Pompholyx - Definition, Causes, Symptoms and Treatment
Pompholyx is a common type of eczema affecting the hands, and sometimes the feet. It is also known as dyshidrotic eczema or vesicular eczema of the hands and feet. Pompholyx is a form of hand eczema more common in women which starts on the sides of the fingers as itchy little bumps and then develops into a rash. The word dyshidrotic is used because it is felt that this condition is related to sweat glands, but this association has not been proven. It is a very distinctive form of eczema, characterised initially by an eruption of very itchy vesicles on the sides of the fingers and palms of the hands. The female-to-male ratio is 2:1. Peak incidence occurs in patients aged 20-40 years, although the disorder also occurs in teenagers and older patients. Pompholyx has no associated mortality, although some severe cases can become debilitating.
- The exact cause of pompholyx is unknown. Yet some conditions are there which are believed to contribute in this disease.
- Some investigators consider it is caused by abnormal sweating. Pompholyx is aggravated by contact with irritants such as water, detergents and solvents. Contact with them must be avoided as much as possible.
- It may be caused by fungal infection.
- Contact dermatitis is also believed to lead to cause this disease.
- Some ingested substances such as nickel, chromium, and cobalt. It is more common among adolescents and young adults.
- Extra mental stress may also cause this disease.
- Some risk factors are difficulty expressing feelings or emotions, hot or cold temperatures, recent immunoglobulin therapy or seasonal changes etc.
- There may be intense itching at the site of the blistering.
- There may appear cracks or fissures on the fingers or toes.

> [Exercise prompt]: Carry on the pompholyx article above, starting right after its final line.

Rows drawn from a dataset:
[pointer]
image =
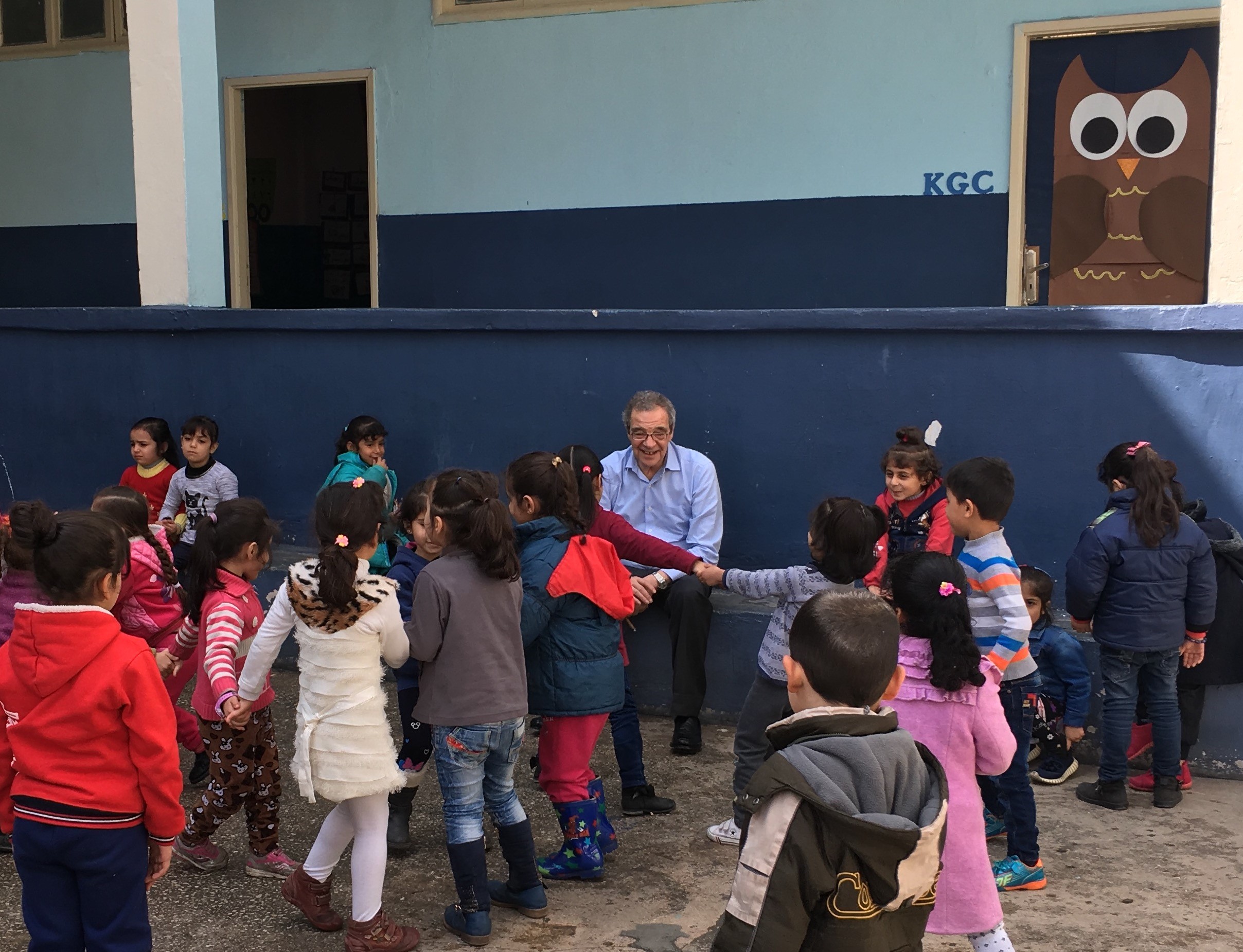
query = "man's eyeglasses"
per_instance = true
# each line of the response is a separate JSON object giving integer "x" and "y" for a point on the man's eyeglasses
{"x": 642, "y": 435}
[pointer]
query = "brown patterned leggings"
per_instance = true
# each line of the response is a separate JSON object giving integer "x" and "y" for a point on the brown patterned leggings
{"x": 244, "y": 773}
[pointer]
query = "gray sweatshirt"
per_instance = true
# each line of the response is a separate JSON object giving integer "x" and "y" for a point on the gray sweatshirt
{"x": 465, "y": 629}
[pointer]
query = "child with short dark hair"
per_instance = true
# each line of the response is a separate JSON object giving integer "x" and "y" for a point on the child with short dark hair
{"x": 410, "y": 561}
{"x": 1143, "y": 581}
{"x": 842, "y": 842}
{"x": 465, "y": 627}
{"x": 1066, "y": 687}
{"x": 199, "y": 486}
{"x": 950, "y": 702}
{"x": 156, "y": 462}
{"x": 90, "y": 780}
{"x": 979, "y": 495}
{"x": 842, "y": 538}
{"x": 223, "y": 614}
{"x": 913, "y": 502}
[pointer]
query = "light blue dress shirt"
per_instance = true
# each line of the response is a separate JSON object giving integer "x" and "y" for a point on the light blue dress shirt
{"x": 682, "y": 504}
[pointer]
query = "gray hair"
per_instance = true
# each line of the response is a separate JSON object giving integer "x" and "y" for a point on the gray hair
{"x": 649, "y": 400}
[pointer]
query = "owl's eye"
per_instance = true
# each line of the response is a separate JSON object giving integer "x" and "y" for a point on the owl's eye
{"x": 1158, "y": 124}
{"x": 1098, "y": 126}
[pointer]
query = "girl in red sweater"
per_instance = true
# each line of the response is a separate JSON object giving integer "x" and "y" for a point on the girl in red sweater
{"x": 156, "y": 460}
{"x": 151, "y": 608}
{"x": 913, "y": 501}
{"x": 88, "y": 768}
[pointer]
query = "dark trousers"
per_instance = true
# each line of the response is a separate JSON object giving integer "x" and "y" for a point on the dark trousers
{"x": 1128, "y": 675}
{"x": 765, "y": 704}
{"x": 1010, "y": 795}
{"x": 628, "y": 741}
{"x": 82, "y": 889}
{"x": 689, "y": 606}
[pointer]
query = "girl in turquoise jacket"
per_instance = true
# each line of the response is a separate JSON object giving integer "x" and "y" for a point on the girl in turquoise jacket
{"x": 361, "y": 454}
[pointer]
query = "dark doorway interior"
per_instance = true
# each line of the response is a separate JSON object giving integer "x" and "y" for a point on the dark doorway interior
{"x": 307, "y": 196}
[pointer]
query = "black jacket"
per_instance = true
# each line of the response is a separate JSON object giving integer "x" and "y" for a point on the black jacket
{"x": 842, "y": 851}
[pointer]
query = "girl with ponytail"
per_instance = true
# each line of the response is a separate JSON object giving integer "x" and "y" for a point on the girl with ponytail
{"x": 346, "y": 621}
{"x": 1143, "y": 581}
{"x": 575, "y": 593}
{"x": 467, "y": 629}
{"x": 950, "y": 704}
{"x": 151, "y": 607}
{"x": 232, "y": 547}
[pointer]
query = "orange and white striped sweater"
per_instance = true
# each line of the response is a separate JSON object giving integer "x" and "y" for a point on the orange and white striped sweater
{"x": 219, "y": 644}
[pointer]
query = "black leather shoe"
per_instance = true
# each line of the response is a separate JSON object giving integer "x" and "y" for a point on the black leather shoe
{"x": 688, "y": 738}
{"x": 1110, "y": 795}
{"x": 644, "y": 802}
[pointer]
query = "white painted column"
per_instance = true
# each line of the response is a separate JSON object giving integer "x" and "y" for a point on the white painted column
{"x": 1226, "y": 248}
{"x": 174, "y": 92}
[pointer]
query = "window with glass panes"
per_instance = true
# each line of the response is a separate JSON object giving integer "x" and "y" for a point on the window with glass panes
{"x": 50, "y": 28}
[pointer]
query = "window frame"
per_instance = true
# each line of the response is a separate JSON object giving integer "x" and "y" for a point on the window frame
{"x": 449, "y": 11}
{"x": 116, "y": 38}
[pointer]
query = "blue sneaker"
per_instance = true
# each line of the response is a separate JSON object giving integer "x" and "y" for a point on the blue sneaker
{"x": 1012, "y": 874}
{"x": 995, "y": 827}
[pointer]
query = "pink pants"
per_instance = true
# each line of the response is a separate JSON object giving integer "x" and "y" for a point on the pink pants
{"x": 566, "y": 746}
{"x": 187, "y": 724}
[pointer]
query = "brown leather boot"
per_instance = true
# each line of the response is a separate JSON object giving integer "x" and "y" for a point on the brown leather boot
{"x": 314, "y": 897}
{"x": 381, "y": 935}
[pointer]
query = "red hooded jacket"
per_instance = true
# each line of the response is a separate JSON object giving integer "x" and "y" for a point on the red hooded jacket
{"x": 88, "y": 736}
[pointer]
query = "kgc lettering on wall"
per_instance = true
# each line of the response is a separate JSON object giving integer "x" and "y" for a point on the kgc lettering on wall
{"x": 956, "y": 183}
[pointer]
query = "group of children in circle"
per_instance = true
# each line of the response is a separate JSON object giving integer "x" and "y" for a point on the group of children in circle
{"x": 490, "y": 612}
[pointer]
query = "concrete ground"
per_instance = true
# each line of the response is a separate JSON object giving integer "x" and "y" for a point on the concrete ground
{"x": 1119, "y": 882}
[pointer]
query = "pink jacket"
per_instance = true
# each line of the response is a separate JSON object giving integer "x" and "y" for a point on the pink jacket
{"x": 148, "y": 608}
{"x": 967, "y": 732}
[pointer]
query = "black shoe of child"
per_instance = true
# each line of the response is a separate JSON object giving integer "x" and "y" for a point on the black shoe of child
{"x": 201, "y": 770}
{"x": 1166, "y": 794}
{"x": 644, "y": 802}
{"x": 1110, "y": 795}
{"x": 688, "y": 738}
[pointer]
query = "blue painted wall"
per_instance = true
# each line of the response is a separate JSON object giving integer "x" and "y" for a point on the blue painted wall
{"x": 791, "y": 406}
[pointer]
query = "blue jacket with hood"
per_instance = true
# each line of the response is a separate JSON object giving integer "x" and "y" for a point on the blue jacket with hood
{"x": 1142, "y": 598}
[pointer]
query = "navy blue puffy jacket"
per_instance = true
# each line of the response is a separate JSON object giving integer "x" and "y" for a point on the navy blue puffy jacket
{"x": 573, "y": 657}
{"x": 1140, "y": 598}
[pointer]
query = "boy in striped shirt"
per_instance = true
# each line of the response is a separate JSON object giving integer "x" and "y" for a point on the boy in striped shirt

> [Solved exercise]:
- Blisters are opaque and deep-seated; they are either flush with the skin or slightly elevated and do not break easily. Eventually, small blisters come together and form large blisters.
- Scratching blisters breaks them, releasing the fluid inside, causing the skin to crust and eventually crack. This cracking is painful as well as unsightly and often takes weeks, or even months to heal.
- This skin disorder will usually clear up after two weeks. Some individuals could experience mostly one stage of the aliment or the other, and sometimes both at the same time.
- Soaks or compresses using weak solutions of potassium permanganate, aluminium acetate, or vinegar in water are applied for 15 minutes four times a day to dry up the blisters.
- Topical steroids should be applied to the affected areas nightly. They help reduce inflammation and itching.
- Antibiotics such as flucloxacillin should be prescribed by your doctor for secondary infection.
- Avoid anything that irritates the skin and wear cotton gloves inside vinyl gloves when doing dishes or other wet chores.
- PUVA therapy can be useful in selected cases. This is a special kind of ultraviolet treatment and used generally to cure this disease.
- Moisturizing cream also helps in curing this disease.